▶ [About this task]
Would you retype the entries from the first line to the line bearing "Question. Indicate each instance of the yellow", both included, leaving out every picture?

▶ [Data extracted from a collection]
++++++++

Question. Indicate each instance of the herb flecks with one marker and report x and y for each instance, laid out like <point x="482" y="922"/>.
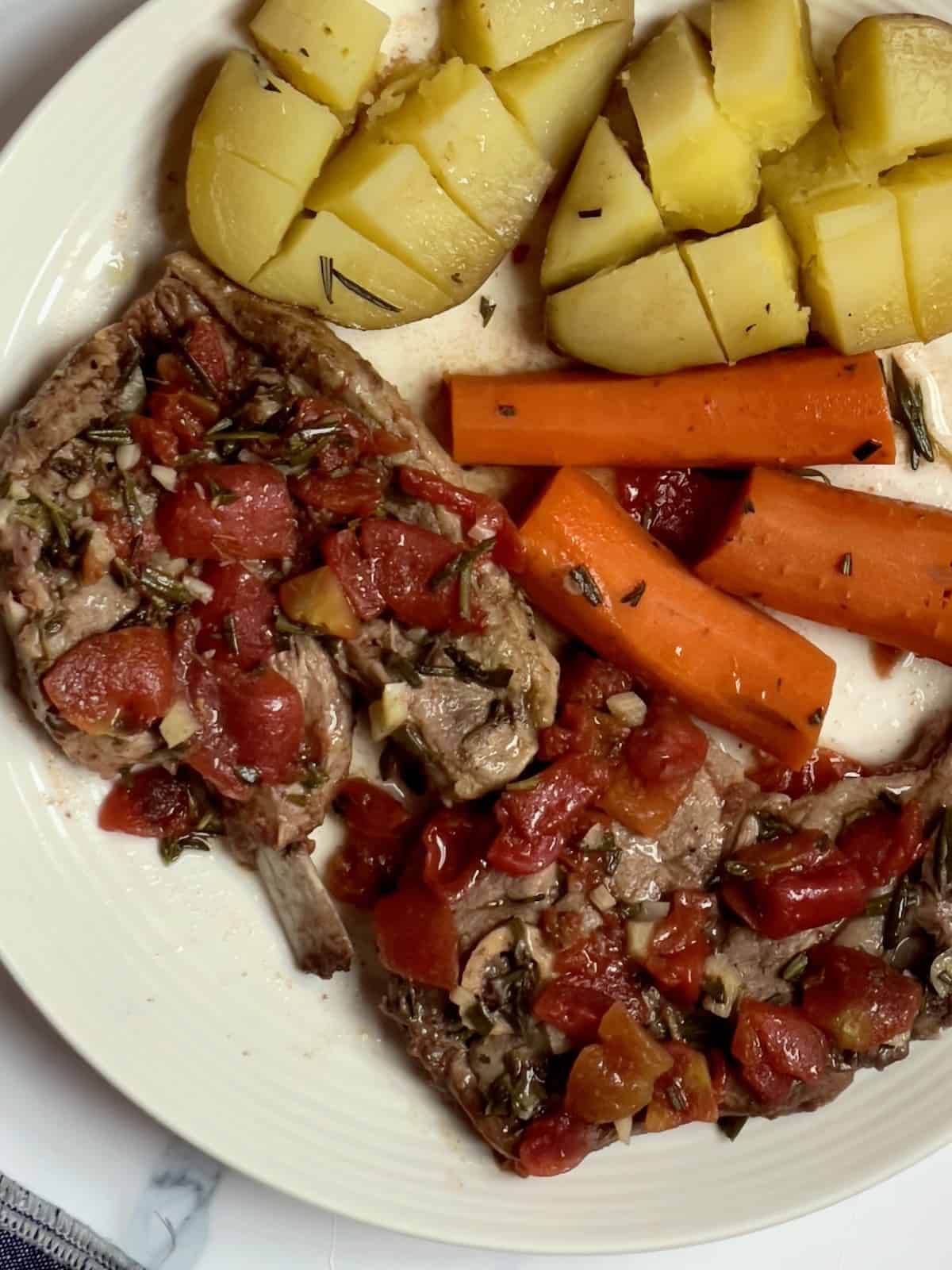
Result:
<point x="585" y="586"/>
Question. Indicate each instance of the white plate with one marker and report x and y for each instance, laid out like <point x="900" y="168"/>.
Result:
<point x="175" y="983"/>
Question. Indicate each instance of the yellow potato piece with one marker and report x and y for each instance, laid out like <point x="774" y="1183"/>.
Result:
<point x="558" y="93"/>
<point x="389" y="194"/>
<point x="475" y="149"/>
<point x="300" y="275"/>
<point x="892" y="88"/>
<point x="923" y="192"/>
<point x="766" y="79"/>
<point x="263" y="120"/>
<point x="238" y="213"/>
<point x="606" y="217"/>
<point x="704" y="173"/>
<point x="328" y="48"/>
<point x="641" y="319"/>
<point x="818" y="164"/>
<point x="856" y="281"/>
<point x="749" y="283"/>
<point x="494" y="33"/>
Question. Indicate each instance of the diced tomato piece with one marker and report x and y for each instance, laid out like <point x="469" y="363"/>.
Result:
<point x="885" y="845"/>
<point x="536" y="825"/>
<point x="206" y="348"/>
<point x="823" y="768"/>
<point x="856" y="999"/>
<point x="228" y="512"/>
<point x="793" y="884"/>
<point x="456" y="842"/>
<point x="777" y="1045"/>
<point x="685" y="1095"/>
<point x="685" y="508"/>
<point x="473" y="510"/>
<point x="355" y="493"/>
<point x="152" y="804"/>
<point x="555" y="1145"/>
<point x="120" y="681"/>
<point x="416" y="937"/>
<point x="616" y="1077"/>
<point x="681" y="945"/>
<point x="238" y="622"/>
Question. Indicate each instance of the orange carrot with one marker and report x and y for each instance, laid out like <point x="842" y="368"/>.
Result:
<point x="594" y="571"/>
<point x="797" y="410"/>
<point x="861" y="562"/>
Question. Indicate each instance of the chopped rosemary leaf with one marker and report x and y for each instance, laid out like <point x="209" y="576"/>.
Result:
<point x="585" y="584"/>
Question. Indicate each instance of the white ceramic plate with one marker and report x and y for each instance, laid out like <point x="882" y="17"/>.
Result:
<point x="177" y="983"/>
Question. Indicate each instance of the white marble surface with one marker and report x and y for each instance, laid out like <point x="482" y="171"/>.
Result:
<point x="70" y="1137"/>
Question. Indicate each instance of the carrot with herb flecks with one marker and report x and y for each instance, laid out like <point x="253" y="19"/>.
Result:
<point x="869" y="564"/>
<point x="791" y="410"/>
<point x="596" y="571"/>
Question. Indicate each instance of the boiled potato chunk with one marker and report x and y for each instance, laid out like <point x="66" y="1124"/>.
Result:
<point x="328" y="48"/>
<point x="476" y="150"/>
<point x="389" y="194"/>
<point x="818" y="164"/>
<point x="856" y="279"/>
<point x="892" y="88"/>
<point x="766" y="79"/>
<point x="704" y="173"/>
<point x="300" y="275"/>
<point x="641" y="319"/>
<point x="749" y="283"/>
<point x="494" y="33"/>
<point x="239" y="214"/>
<point x="260" y="118"/>
<point x="606" y="217"/>
<point x="923" y="190"/>
<point x="556" y="94"/>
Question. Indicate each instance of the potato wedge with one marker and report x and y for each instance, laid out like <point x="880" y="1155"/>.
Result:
<point x="328" y="48"/>
<point x="370" y="290"/>
<point x="556" y="94"/>
<point x="641" y="319"/>
<point x="260" y="118"/>
<point x="892" y="88"/>
<point x="476" y="150"/>
<point x="704" y="173"/>
<point x="749" y="283"/>
<point x="766" y="79"/>
<point x="494" y="33"/>
<point x="238" y="213"/>
<point x="389" y="194"/>
<point x="606" y="216"/>
<point x="818" y="164"/>
<point x="923" y="190"/>
<point x="856" y="279"/>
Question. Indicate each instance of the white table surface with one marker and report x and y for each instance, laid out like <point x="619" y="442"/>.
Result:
<point x="70" y="1137"/>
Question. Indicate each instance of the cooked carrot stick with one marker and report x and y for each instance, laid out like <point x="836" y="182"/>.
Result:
<point x="600" y="575"/>
<point x="797" y="410"/>
<point x="861" y="562"/>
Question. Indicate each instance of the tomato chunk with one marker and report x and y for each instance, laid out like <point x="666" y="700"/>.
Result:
<point x="858" y="1000"/>
<point x="416" y="937"/>
<point x="150" y="804"/>
<point x="793" y="884"/>
<point x="238" y="622"/>
<point x="683" y="1095"/>
<point x="616" y="1077"/>
<point x="536" y="825"/>
<point x="555" y="1145"/>
<point x="228" y="512"/>
<point x="474" y="510"/>
<point x="885" y="845"/>
<point x="120" y="681"/>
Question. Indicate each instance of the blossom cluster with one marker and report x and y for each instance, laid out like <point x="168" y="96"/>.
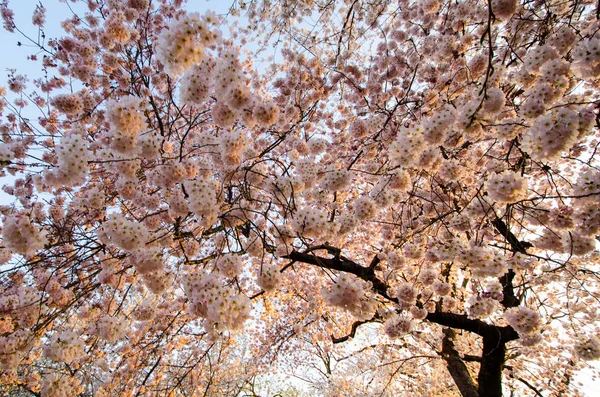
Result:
<point x="65" y="347"/>
<point x="72" y="160"/>
<point x="60" y="385"/>
<point x="110" y="328"/>
<point x="398" y="325"/>
<point x="21" y="236"/>
<point x="506" y="187"/>
<point x="126" y="234"/>
<point x="269" y="277"/>
<point x="350" y="294"/>
<point x="523" y="319"/>
<point x="210" y="299"/>
<point x="126" y="123"/>
<point x="181" y="44"/>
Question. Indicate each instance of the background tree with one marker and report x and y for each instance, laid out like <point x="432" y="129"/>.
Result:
<point x="402" y="197"/>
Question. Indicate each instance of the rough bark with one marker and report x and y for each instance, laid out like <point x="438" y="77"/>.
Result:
<point x="492" y="363"/>
<point x="494" y="337"/>
<point x="457" y="367"/>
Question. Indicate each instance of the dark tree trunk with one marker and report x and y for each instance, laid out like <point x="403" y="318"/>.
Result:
<point x="456" y="366"/>
<point x="492" y="363"/>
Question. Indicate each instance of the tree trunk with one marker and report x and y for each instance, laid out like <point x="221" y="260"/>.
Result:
<point x="456" y="366"/>
<point x="492" y="362"/>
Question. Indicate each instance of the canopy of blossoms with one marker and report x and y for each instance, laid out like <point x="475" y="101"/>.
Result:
<point x="374" y="197"/>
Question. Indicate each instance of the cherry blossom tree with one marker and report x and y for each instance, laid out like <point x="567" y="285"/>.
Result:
<point x="375" y="197"/>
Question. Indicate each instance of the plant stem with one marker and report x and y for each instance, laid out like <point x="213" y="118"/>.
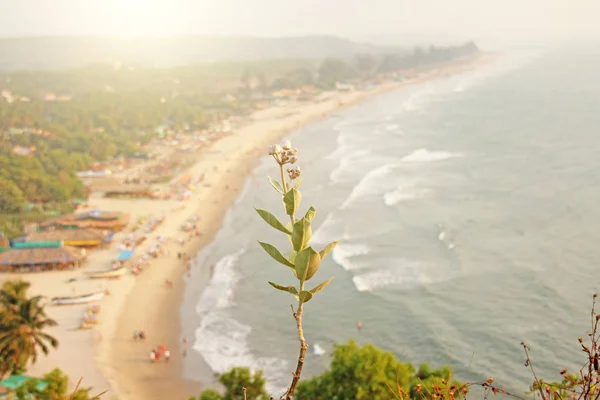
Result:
<point x="303" y="347"/>
<point x="284" y="183"/>
<point x="283" y="178"/>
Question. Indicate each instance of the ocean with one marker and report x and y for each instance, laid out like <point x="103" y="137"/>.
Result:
<point x="467" y="212"/>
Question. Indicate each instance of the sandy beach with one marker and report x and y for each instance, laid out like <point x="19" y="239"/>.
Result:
<point x="107" y="357"/>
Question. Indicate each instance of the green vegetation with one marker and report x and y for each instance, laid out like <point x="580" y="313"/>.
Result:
<point x="57" y="389"/>
<point x="368" y="373"/>
<point x="55" y="123"/>
<point x="23" y="323"/>
<point x="361" y="373"/>
<point x="303" y="260"/>
<point x="239" y="384"/>
<point x="22" y="338"/>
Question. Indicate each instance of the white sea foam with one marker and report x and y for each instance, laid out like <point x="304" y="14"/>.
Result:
<point x="221" y="340"/>
<point x="407" y="275"/>
<point x="318" y="350"/>
<point x="368" y="185"/>
<point x="424" y="155"/>
<point x="344" y="252"/>
<point x="325" y="231"/>
<point x="347" y="159"/>
<point x="406" y="191"/>
<point x="219" y="292"/>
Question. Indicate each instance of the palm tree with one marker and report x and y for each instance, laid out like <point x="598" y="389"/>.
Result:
<point x="22" y="324"/>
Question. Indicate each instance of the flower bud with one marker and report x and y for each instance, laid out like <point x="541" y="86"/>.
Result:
<point x="274" y="149"/>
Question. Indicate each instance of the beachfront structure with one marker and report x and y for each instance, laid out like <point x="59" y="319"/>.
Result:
<point x="96" y="219"/>
<point x="68" y="237"/>
<point x="41" y="259"/>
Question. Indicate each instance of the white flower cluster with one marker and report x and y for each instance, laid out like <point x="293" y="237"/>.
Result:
<point x="284" y="154"/>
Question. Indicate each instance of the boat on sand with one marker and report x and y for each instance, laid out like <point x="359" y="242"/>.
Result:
<point x="84" y="298"/>
<point x="109" y="274"/>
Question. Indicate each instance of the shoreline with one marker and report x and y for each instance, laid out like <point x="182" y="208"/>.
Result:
<point x="112" y="359"/>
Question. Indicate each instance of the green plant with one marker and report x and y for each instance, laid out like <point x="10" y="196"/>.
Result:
<point x="56" y="389"/>
<point x="369" y="373"/>
<point x="303" y="260"/>
<point x="24" y="321"/>
<point x="240" y="384"/>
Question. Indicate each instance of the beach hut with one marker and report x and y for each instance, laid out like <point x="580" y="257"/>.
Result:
<point x="40" y="259"/>
<point x="70" y="237"/>
<point x="37" y="244"/>
<point x="124" y="255"/>
<point x="96" y="219"/>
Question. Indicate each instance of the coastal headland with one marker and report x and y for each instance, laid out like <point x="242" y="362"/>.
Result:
<point x="107" y="357"/>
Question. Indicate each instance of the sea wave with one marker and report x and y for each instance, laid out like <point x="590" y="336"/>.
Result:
<point x="220" y="339"/>
<point x="344" y="252"/>
<point x="347" y="159"/>
<point x="219" y="292"/>
<point x="405" y="191"/>
<point x="406" y="276"/>
<point x="368" y="185"/>
<point x="424" y="155"/>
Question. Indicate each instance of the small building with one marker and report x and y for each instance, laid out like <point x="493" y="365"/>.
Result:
<point x="95" y="219"/>
<point x="41" y="259"/>
<point x="70" y="237"/>
<point x="344" y="87"/>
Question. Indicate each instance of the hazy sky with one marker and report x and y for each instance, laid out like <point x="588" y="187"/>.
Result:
<point x="351" y="18"/>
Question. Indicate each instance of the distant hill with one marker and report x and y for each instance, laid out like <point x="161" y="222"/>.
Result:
<point x="69" y="52"/>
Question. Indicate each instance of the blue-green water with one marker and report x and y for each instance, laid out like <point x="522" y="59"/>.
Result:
<point x="467" y="209"/>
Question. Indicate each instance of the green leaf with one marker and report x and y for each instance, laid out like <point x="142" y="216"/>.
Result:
<point x="304" y="296"/>
<point x="292" y="259"/>
<point x="306" y="263"/>
<point x="292" y="201"/>
<point x="323" y="253"/>
<point x="289" y="289"/>
<point x="272" y="220"/>
<point x="298" y="182"/>
<point x="276" y="254"/>
<point x="301" y="234"/>
<point x="310" y="214"/>
<point x="321" y="286"/>
<point x="277" y="185"/>
<point x="313" y="265"/>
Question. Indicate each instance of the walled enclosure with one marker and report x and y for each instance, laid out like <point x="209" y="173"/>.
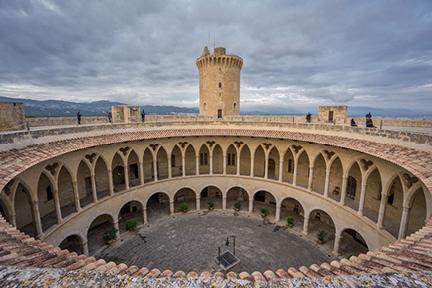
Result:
<point x="219" y="83"/>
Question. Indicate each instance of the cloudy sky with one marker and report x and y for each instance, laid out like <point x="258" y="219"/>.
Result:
<point x="297" y="54"/>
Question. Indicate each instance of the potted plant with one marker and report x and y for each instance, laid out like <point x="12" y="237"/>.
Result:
<point x="264" y="214"/>
<point x="109" y="236"/>
<point x="131" y="224"/>
<point x="290" y="221"/>
<point x="184" y="207"/>
<point x="237" y="206"/>
<point x="322" y="237"/>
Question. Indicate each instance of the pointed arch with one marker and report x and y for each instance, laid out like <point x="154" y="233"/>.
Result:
<point x="162" y="163"/>
<point x="217" y="159"/>
<point x="259" y="162"/>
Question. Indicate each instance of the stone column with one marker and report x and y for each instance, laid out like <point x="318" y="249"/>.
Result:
<point x="183" y="164"/>
<point x="281" y="168"/>
<point x="85" y="248"/>
<point x="141" y="172"/>
<point x="336" y="244"/>
<point x="57" y="206"/>
<point x="94" y="192"/>
<point x="295" y="173"/>
<point x="343" y="190"/>
<point x="76" y="195"/>
<point x="381" y="212"/>
<point x="362" y="199"/>
<point x="198" y="203"/>
<point x="310" y="178"/>
<point x="277" y="216"/>
<point x="211" y="162"/>
<point x="326" y="185"/>
<point x="145" y="215"/>
<point x="252" y="164"/>
<point x="171" y="208"/>
<point x="305" y="225"/>
<point x="238" y="164"/>
<point x="404" y="222"/>
<point x="155" y="169"/>
<point x="197" y="164"/>
<point x="169" y="168"/>
<point x="126" y="169"/>
<point x="117" y="228"/>
<point x="37" y="219"/>
<point x="110" y="182"/>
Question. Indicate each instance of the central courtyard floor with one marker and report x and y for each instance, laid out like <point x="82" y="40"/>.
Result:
<point x="190" y="241"/>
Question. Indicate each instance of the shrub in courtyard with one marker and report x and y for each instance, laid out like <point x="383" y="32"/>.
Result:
<point x="290" y="221"/>
<point x="184" y="207"/>
<point x="131" y="224"/>
<point x="109" y="236"/>
<point x="237" y="205"/>
<point x="322" y="237"/>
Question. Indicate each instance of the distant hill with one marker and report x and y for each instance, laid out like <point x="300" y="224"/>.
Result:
<point x="65" y="108"/>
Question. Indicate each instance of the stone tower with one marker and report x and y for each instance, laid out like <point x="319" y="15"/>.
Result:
<point x="219" y="83"/>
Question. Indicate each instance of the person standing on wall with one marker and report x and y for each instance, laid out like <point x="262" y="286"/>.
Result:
<point x="79" y="118"/>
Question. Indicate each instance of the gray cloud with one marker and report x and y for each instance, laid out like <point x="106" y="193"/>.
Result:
<point x="297" y="53"/>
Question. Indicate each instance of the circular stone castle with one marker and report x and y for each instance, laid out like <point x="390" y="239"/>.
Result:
<point x="303" y="201"/>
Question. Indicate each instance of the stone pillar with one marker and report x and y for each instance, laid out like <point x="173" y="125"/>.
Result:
<point x="145" y="215"/>
<point x="76" y="195"/>
<point x="277" y="216"/>
<point x="252" y="164"/>
<point x="404" y="222"/>
<point x="110" y="182"/>
<point x="362" y="199"/>
<point x="211" y="162"/>
<point x="85" y="248"/>
<point x="169" y="168"/>
<point x="381" y="212"/>
<point x="94" y="192"/>
<point x="326" y="185"/>
<point x="305" y="225"/>
<point x="197" y="164"/>
<point x="57" y="206"/>
<point x="310" y="178"/>
<point x="117" y="229"/>
<point x="141" y="172"/>
<point x="126" y="169"/>
<point x="281" y="168"/>
<point x="198" y="203"/>
<point x="171" y="208"/>
<point x="343" y="190"/>
<point x="155" y="169"/>
<point x="295" y="173"/>
<point x="183" y="164"/>
<point x="37" y="219"/>
<point x="266" y="157"/>
<point x="336" y="244"/>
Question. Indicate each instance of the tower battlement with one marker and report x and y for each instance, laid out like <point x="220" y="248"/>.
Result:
<point x="219" y="83"/>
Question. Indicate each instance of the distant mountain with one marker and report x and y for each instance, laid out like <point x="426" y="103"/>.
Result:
<point x="65" y="108"/>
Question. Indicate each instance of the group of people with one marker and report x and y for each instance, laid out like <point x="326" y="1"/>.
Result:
<point x="369" y="122"/>
<point x="109" y="115"/>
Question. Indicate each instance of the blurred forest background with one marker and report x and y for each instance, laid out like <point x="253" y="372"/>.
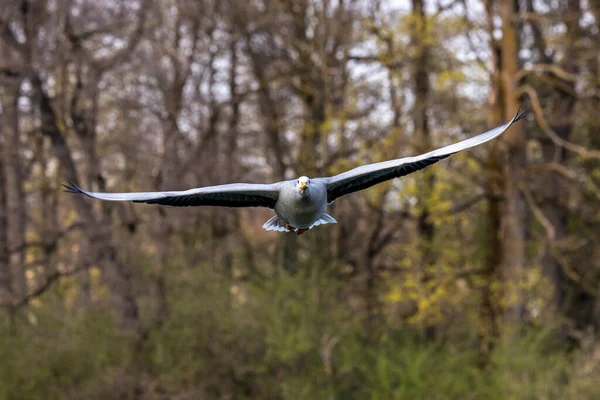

++++++++

▶ [Task answer]
Question. Indicate each instance of the herb flecks with one marker and report x and y for each instance, laid out like <point x="482" y="922"/>.
Result:
<point x="585" y="586"/>
Question. Indicate each instance of the white plate with one marker and report x and y for each instance, laid out like <point x="900" y="168"/>.
Result:
<point x="175" y="983"/>
Question. Indicate each instance of the yellow potato piece with one marker and report x and y for each instance, laid out like <point x="774" y="1183"/>.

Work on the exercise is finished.